Kunst en schoonheid zijn verschillende begrippen. In de kunst gaat het niet om schoonheid in de eerste plaats. Het is onontkoombaar, dat de meest zakelijke constructie zich anders dan in een uiterlijke verschijning realiseert - door hun verschijning (vorm, kleur, klank, reuk en meer of mindere hardheid) worden de dingen voor ons werkelijk (waarneembaar).

[p. 91]



illustratie
STRAAT MET NORMAAL-WONINGEN
ONTWERP: SCHRÖDER-RIETVELD




illustratie

[p. 92]

Deze werkelijkheid schoon of leelijk vinden is een questie van houding en inzicht. In ieder geval is het een persoonlijke voorkeur of tegenzin.

Door de verschijning in haar voor de verschillende zintuigen waarneembare, begrenzingen afzonderlijk te bepalen, maakt de kunst in de eerste plaats de werkelijkheid duidelijk en ze voert het persoonlijke van de schoonheid op tot een algemeen geldende vormenspraak. Kunst is van nature scheppend, omdat zij de werkelijkheid maakt en erkent.

Tagore zegt: ‘Door begrenzing van het onbegrensde wordt de waarheid werkelijk.’ Voorzoover een constructie zondigt tegen de physische en chemische wetten, voorzoover is ze onbestaanbaar; moet daarom de constructie aan de natuur overgelaten worden? Ze is toch in wezen tegen-natuurlijk door den wil. Voorzoover een verschijningsvorm (van een gebouw b.v.) buiten constructie-wetten om gedacht wordt, is ze onbestaanbaar; heeft daarom de soliedste constructie den meest zeggenden verschijningsvorm? Dikwijls zal een solied geconstrueerd ding een onduidelijk uitgesproken verschijningsvorm hebben.

== AANGELEVERDE GEGEVENS ==
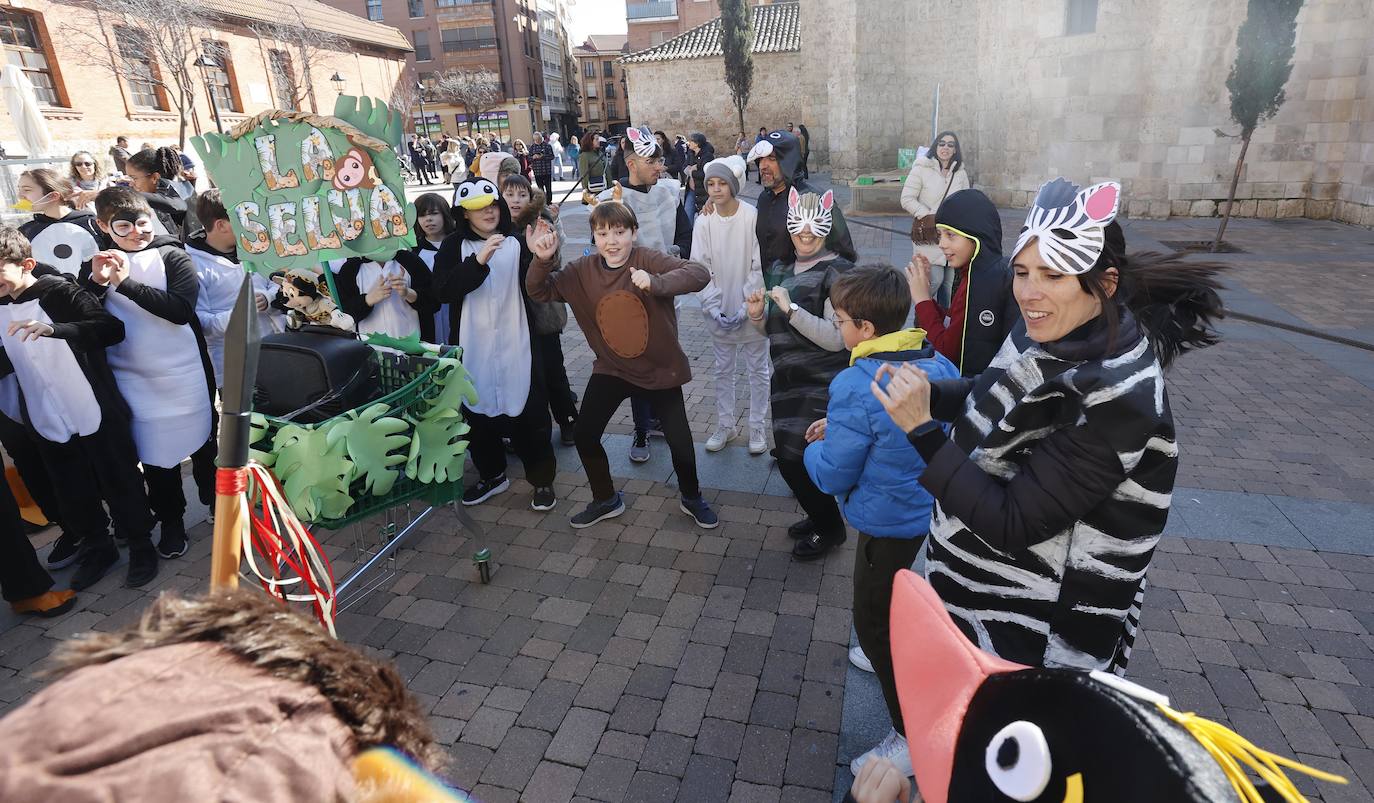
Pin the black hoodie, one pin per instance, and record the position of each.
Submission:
(983, 310)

== OPDRACHT ==
Kun je uit de tekst over kunst en schoonheid het stuk letterlijk overnemen dat opent met de woorden waarin "Kunst en schoonheid" staat en sluit met "ons werkelijk (waarneembaar)."?

== UITWERKING OPDRACHT ==
Kunst en schoonheid zijn verschillende begrippen. In de kunst gaat het niet om schoonheid in de eerste plaats. Het is onontkoombaar, dat de meest zakelijke constructie zich anders dan in een uiterlijke verschijning realiseert - door hun verschijning (vorm, kleur, klank, reuk en meer of mindere hardheid) worden de dingen voor ons werkelijk (waarneembaar).